### Brano da leggere
------------------------------------

F.A.Z. AMARI PER FAZIO - PER L'AUTOREVOLE QUOTIDIANO FRANKFURTER ALLGEMEINE ZEITUNG, "L'UNICA POSSIBILITÀ CHE RIMANE AL PIO ANTONIO È DI DIMETTERSI, LASCIANDO SPONTANEAMENTE IL CAMPO AD UN NUOVO GOVERNATORE A VITA."
LA CRISI DELLA BANCA D'ITALIA
Tobias Piller per il quotidiano Frankfurter Allgemeine Zeitung
Il governatore della Banca d'Italia Antonio Fazio è ora al centro di chiacchiere e pettegolezzi, che compromettono non solo la reputazione della Banca d'Italia, ma anche il ruolo dell'Italia all'interno del Consiglio della Banca Centrale Europea. Le voci che coinvolgono Fazio vanno ben oltre le normali critiche a cui è solitamente sottoposto ogni coerente governatore di una qualsiasi Banca Centrale. Non si tratta delle questioni classiche della politica monetaria, ma dei poteri di Antonio Fazio nelle sue vesti di organo supremo per la vigilanza sulle banche d'Italia. I rappresentanti delle organizzazioni dei consumatori o il Ministro del Tesoro Giulio Tremonti accusano Fazio di avere almeno una corresponsabilità morale nella serie di scandali finanziari italiani.

------------------------------------

### Estratti dell'elenco

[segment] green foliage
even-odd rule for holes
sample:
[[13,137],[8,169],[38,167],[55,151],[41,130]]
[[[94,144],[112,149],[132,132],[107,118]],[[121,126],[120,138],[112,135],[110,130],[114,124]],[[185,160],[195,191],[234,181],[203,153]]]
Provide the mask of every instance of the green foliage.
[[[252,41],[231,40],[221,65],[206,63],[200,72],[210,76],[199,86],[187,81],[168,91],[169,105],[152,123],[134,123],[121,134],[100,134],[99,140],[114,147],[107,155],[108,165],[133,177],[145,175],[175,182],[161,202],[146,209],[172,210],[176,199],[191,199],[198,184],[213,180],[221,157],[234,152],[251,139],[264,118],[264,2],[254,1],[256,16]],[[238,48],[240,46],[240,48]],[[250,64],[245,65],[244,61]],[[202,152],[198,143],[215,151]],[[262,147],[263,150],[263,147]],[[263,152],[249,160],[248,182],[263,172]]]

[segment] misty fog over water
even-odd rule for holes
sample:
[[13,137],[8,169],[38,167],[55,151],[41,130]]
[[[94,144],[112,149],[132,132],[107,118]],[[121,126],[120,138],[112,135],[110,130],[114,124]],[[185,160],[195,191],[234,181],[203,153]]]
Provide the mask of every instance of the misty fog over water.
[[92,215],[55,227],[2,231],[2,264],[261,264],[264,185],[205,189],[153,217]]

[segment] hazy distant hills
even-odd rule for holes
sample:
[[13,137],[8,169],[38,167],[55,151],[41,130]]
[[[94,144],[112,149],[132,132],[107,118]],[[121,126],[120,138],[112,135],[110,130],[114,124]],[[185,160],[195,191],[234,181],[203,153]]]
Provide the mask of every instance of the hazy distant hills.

------------------------------------

### Problema da risolvere
Traduci in inglese questa frase del brano sulla Banca d'Italia: «Non si tratta delle questioni classiche della politica monetaria, ma dei poteri di Antonio Fazio nelle sue vesti di organo supremo per la vigilanza sulle banche d'Italia.»

### La soluzione
It is not a matter of the classic questions of monetary policy, but of Antonio Fazio's powers in his capacity as the supreme authority for the supervision of Italy's banks.